▶ [Exercises to complete]
- A) Reproduce the fuzzer discussion from "Open OmarTawfik opened" up to and including "to deduplicate them.", switching "crashes" to "failures".
- B) In the fuzzer discussion, what does the parse tree return when it encounters errors?

Open OmarTawfik opened 1 year ago
I put together a fairly simple fuzzer here https://github.com/0xalpharush/slang-fuzz/. It found several crashes that I can share, but it'd probably be easiest to fix them one after another and rerun the fuzzer each time to avoid having to deduplicate them.
There's a lot more that can be done as Slang adds functionality (see https://github.com/astral-sh/ruff/pull/4822)
@0xalpharush thanks a lot for your effort, and for the information. I looked through your repository, and if I understand correctly, it looks like you are testing random inputs, without excluding incorrect ones. Currently our parse tree is only complete for correct inputs (files with no syntax errors). When it encounters errors, it returns the incomplete tree up until that error. I wonder if you saw incorrect roundtrip results for correct inputs?

(Collected data)
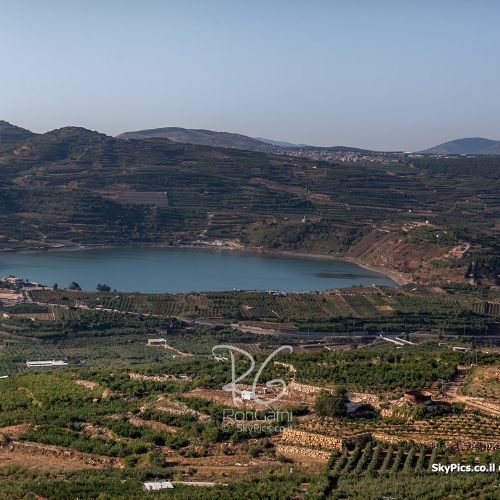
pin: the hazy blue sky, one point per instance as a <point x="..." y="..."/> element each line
<point x="399" y="74"/>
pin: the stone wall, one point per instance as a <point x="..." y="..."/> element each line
<point x="304" y="452"/>
<point x="55" y="451"/>
<point x="320" y="441"/>
<point x="451" y="445"/>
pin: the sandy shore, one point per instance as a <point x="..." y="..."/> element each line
<point x="395" y="276"/>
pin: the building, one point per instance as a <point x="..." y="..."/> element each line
<point x="158" y="485"/>
<point x="247" y="395"/>
<point x="156" y="342"/>
<point x="45" y="364"/>
<point x="417" y="397"/>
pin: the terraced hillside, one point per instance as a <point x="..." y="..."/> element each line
<point x="406" y="214"/>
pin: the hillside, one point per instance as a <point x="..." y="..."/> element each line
<point x="10" y="134"/>
<point x="201" y="137"/>
<point x="475" y="145"/>
<point x="74" y="186"/>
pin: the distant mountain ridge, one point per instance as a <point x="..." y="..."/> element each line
<point x="469" y="145"/>
<point x="201" y="137"/>
<point x="10" y="134"/>
<point x="283" y="144"/>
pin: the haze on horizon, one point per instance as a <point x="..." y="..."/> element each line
<point x="378" y="75"/>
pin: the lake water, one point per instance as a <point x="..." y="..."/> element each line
<point x="172" y="270"/>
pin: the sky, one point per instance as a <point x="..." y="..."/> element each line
<point x="383" y="75"/>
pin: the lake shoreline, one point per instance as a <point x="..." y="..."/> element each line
<point x="396" y="277"/>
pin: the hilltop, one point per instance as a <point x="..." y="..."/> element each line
<point x="201" y="137"/>
<point x="74" y="186"/>
<point x="471" y="145"/>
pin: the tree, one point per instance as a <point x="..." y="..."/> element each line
<point x="328" y="405"/>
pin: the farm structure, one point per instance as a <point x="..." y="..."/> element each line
<point x="43" y="364"/>
<point x="417" y="397"/>
<point x="156" y="342"/>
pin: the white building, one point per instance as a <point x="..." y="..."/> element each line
<point x="158" y="485"/>
<point x="44" y="364"/>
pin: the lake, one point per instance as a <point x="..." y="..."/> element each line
<point x="173" y="270"/>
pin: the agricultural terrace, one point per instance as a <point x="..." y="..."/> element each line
<point x="371" y="309"/>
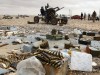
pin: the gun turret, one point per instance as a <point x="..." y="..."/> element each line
<point x="57" y="8"/>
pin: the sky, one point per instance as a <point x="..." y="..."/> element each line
<point x="32" y="7"/>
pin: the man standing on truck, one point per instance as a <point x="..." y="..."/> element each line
<point x="94" y="16"/>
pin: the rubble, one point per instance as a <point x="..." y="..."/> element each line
<point x="31" y="38"/>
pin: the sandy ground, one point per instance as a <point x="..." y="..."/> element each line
<point x="86" y="25"/>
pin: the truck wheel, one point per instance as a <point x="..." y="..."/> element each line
<point x="36" y="19"/>
<point x="54" y="21"/>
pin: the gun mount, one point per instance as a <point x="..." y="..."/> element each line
<point x="49" y="15"/>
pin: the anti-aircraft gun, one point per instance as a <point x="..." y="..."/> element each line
<point x="50" y="16"/>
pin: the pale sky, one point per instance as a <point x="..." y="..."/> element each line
<point x="32" y="7"/>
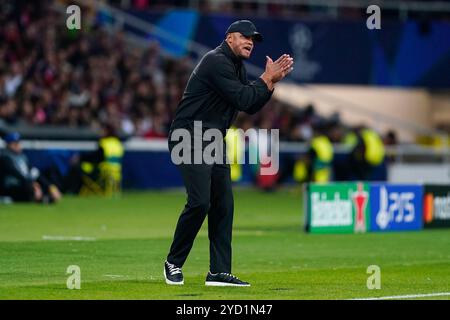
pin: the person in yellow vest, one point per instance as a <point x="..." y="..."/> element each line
<point x="367" y="154"/>
<point x="102" y="169"/>
<point x="320" y="155"/>
<point x="235" y="148"/>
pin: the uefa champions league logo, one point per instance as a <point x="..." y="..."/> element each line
<point x="207" y="146"/>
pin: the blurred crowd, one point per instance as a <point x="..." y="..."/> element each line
<point x="305" y="9"/>
<point x="51" y="76"/>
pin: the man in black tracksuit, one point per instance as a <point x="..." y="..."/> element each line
<point x="216" y="91"/>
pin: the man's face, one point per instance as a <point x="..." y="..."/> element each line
<point x="241" y="45"/>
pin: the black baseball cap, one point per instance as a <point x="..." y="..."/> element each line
<point x="246" y="27"/>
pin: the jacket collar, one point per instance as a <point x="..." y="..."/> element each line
<point x="229" y="53"/>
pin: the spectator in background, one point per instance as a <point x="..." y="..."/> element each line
<point x="19" y="180"/>
<point x="367" y="155"/>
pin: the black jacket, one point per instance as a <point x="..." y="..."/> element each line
<point x="217" y="90"/>
<point x="14" y="169"/>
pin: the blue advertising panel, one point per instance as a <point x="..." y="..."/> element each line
<point x="396" y="207"/>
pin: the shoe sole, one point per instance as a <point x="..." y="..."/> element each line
<point x="224" y="284"/>
<point x="172" y="283"/>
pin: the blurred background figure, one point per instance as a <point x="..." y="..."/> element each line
<point x="98" y="172"/>
<point x="58" y="86"/>
<point x="20" y="181"/>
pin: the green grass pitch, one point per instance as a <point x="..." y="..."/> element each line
<point x="125" y="242"/>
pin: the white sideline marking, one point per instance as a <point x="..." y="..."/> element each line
<point x="114" y="276"/>
<point x="408" y="296"/>
<point x="63" y="238"/>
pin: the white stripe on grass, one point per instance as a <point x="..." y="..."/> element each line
<point x="408" y="296"/>
<point x="65" y="238"/>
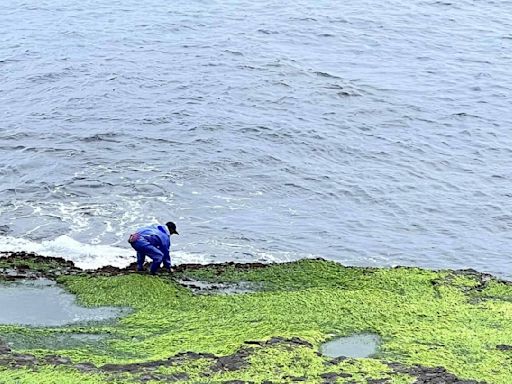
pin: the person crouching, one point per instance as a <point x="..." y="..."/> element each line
<point x="153" y="241"/>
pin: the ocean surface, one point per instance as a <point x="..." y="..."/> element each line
<point x="369" y="132"/>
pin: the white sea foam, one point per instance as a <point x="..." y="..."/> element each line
<point x="87" y="256"/>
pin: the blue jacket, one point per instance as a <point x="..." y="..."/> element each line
<point x="158" y="236"/>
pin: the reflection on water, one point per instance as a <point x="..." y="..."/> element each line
<point x="356" y="346"/>
<point x="42" y="303"/>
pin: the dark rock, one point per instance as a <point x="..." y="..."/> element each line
<point x="85" y="367"/>
<point x="237" y="382"/>
<point x="504" y="347"/>
<point x="330" y="376"/>
<point x="4" y="348"/>
<point x="233" y="362"/>
<point x="430" y="375"/>
<point x="57" y="360"/>
<point x="336" y="360"/>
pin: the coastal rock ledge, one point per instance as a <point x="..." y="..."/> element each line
<point x="261" y="323"/>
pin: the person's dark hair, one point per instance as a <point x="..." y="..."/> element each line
<point x="172" y="227"/>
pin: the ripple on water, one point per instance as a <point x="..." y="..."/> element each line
<point x="42" y="303"/>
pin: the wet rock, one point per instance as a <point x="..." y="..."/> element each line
<point x="430" y="375"/>
<point x="57" y="360"/>
<point x="329" y="377"/>
<point x="294" y="341"/>
<point x="504" y="347"/>
<point x="86" y="367"/>
<point x="4" y="348"/>
<point x="233" y="362"/>
<point x="20" y="360"/>
<point x="336" y="360"/>
<point x="237" y="382"/>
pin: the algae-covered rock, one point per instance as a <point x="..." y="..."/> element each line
<point x="433" y="326"/>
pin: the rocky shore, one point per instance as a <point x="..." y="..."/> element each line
<point x="262" y="323"/>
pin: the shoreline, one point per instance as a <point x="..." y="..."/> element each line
<point x="229" y="322"/>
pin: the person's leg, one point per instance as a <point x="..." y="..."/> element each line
<point x="141" y="257"/>
<point x="167" y="262"/>
<point x="139" y="246"/>
<point x="156" y="255"/>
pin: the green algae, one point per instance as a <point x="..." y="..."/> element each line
<point x="423" y="317"/>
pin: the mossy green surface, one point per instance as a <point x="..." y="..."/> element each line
<point x="423" y="317"/>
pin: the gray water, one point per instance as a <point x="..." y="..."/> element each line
<point x="42" y="303"/>
<point x="368" y="132"/>
<point x="356" y="346"/>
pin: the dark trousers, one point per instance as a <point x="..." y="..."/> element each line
<point x="145" y="248"/>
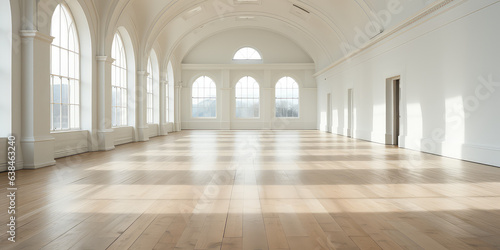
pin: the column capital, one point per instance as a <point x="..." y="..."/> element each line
<point x="35" y="34"/>
<point x="107" y="59"/>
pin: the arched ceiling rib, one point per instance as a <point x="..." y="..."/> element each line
<point x="320" y="27"/>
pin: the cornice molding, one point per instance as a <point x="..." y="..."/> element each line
<point x="35" y="34"/>
<point x="433" y="8"/>
<point x="281" y="66"/>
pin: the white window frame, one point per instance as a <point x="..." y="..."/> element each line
<point x="288" y="95"/>
<point x="61" y="47"/>
<point x="213" y="86"/>
<point x="119" y="85"/>
<point x="239" y="96"/>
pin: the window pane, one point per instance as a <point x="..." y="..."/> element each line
<point x="247" y="98"/>
<point x="204" y="98"/>
<point x="287" y="98"/>
<point x="56" y="116"/>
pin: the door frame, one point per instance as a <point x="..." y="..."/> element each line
<point x="393" y="111"/>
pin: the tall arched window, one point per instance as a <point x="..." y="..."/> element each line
<point x="204" y="98"/>
<point x="247" y="98"/>
<point x="119" y="83"/>
<point x="247" y="53"/>
<point x="167" y="102"/>
<point x="64" y="72"/>
<point x="150" y="96"/>
<point x="287" y="98"/>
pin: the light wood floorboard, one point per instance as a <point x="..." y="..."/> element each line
<point x="256" y="190"/>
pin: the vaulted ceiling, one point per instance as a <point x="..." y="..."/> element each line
<point x="320" y="27"/>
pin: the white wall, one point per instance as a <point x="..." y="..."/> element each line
<point x="226" y="77"/>
<point x="447" y="108"/>
<point x="220" y="48"/>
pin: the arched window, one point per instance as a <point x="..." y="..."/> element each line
<point x="287" y="98"/>
<point x="150" y="96"/>
<point x="167" y="102"/>
<point x="247" y="53"/>
<point x="119" y="83"/>
<point x="64" y="72"/>
<point x="247" y="98"/>
<point x="204" y="98"/>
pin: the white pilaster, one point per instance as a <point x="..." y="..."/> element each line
<point x="225" y="98"/>
<point x="163" y="106"/>
<point x="36" y="141"/>
<point x="178" y="96"/>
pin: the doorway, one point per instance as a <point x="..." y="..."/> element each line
<point x="393" y="104"/>
<point x="350" y="113"/>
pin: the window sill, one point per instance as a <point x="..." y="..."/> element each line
<point x="67" y="131"/>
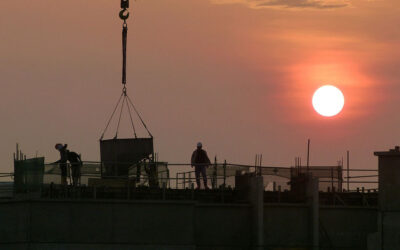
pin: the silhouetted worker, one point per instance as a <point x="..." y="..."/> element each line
<point x="62" y="161"/>
<point x="200" y="162"/>
<point x="76" y="164"/>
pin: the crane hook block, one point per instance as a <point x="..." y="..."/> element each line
<point x="124" y="4"/>
<point x="124" y="14"/>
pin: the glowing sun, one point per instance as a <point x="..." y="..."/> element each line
<point x="328" y="100"/>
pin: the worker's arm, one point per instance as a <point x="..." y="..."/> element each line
<point x="207" y="159"/>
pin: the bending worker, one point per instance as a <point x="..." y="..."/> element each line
<point x="200" y="161"/>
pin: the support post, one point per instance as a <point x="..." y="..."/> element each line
<point x="313" y="202"/>
<point x="257" y="204"/>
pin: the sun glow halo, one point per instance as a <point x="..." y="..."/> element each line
<point x="328" y="101"/>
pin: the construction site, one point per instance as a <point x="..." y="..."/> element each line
<point x="132" y="200"/>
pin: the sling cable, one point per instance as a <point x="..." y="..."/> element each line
<point x="126" y="100"/>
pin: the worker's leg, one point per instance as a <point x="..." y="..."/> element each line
<point x="197" y="174"/>
<point x="204" y="174"/>
<point x="63" y="168"/>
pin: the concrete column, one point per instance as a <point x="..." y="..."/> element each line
<point x="257" y="204"/>
<point x="312" y="193"/>
<point x="389" y="199"/>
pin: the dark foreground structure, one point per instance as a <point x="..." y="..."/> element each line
<point x="129" y="216"/>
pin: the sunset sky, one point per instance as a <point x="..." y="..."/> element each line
<point x="237" y="75"/>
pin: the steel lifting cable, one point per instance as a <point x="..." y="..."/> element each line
<point x="124" y="14"/>
<point x="144" y="124"/>
<point x="112" y="115"/>
<point x="120" y="115"/>
<point x="130" y="115"/>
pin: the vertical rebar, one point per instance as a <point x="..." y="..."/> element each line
<point x="224" y="173"/>
<point x="348" y="170"/>
<point x="308" y="155"/>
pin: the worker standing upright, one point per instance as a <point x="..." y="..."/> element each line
<point x="76" y="164"/>
<point x="200" y="162"/>
<point x="62" y="162"/>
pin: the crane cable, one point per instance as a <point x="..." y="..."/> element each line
<point x="124" y="15"/>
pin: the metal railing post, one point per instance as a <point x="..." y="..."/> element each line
<point x="215" y="180"/>
<point x="224" y="173"/>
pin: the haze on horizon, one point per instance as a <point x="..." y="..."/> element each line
<point x="237" y="75"/>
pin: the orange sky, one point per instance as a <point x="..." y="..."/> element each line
<point x="233" y="74"/>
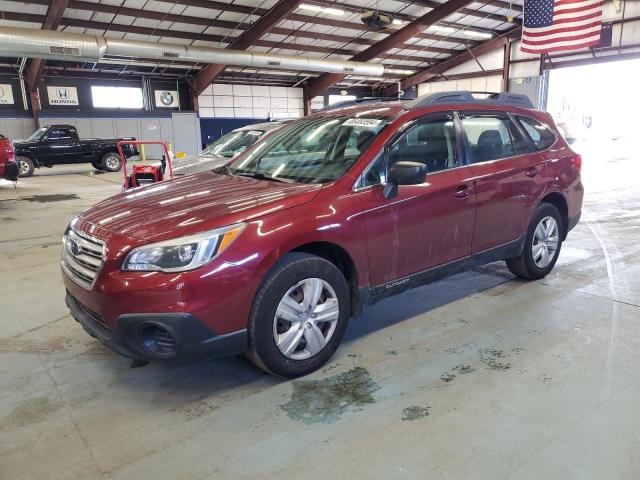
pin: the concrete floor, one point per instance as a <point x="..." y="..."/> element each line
<point x="478" y="376"/>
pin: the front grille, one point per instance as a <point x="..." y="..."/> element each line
<point x="82" y="257"/>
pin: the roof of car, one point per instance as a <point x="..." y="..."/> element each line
<point x="393" y="107"/>
<point x="266" y="126"/>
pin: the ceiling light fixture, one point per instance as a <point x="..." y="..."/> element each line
<point x="399" y="71"/>
<point x="319" y="9"/>
<point x="476" y="34"/>
<point x="441" y="29"/>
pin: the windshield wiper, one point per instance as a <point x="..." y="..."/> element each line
<point x="260" y="176"/>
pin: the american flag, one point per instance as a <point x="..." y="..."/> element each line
<point x="552" y="25"/>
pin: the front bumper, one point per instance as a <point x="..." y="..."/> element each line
<point x="176" y="337"/>
<point x="12" y="169"/>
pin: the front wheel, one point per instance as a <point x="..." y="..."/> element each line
<point x="111" y="162"/>
<point x="542" y="244"/>
<point x="25" y="167"/>
<point x="299" y="316"/>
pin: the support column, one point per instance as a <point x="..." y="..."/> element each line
<point x="307" y="102"/>
<point x="35" y="105"/>
<point x="506" y="66"/>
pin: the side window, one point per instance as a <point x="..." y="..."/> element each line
<point x="377" y="172"/>
<point x="432" y="143"/>
<point x="492" y="138"/>
<point x="59" y="134"/>
<point x="539" y="133"/>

▶ [Response list]
- A)
Open OmarTawfik opened 1 year ago
I put together a fairly simple fuzzer here https://github.com/0xalpharush/slang-fuzz/. It found several failures that I can share, but it'd probably be easiest to fix them one after another and rerun the fuzzer each time to avoid having to deduplicate them.

- B) It returns the incomplete tree up until that error.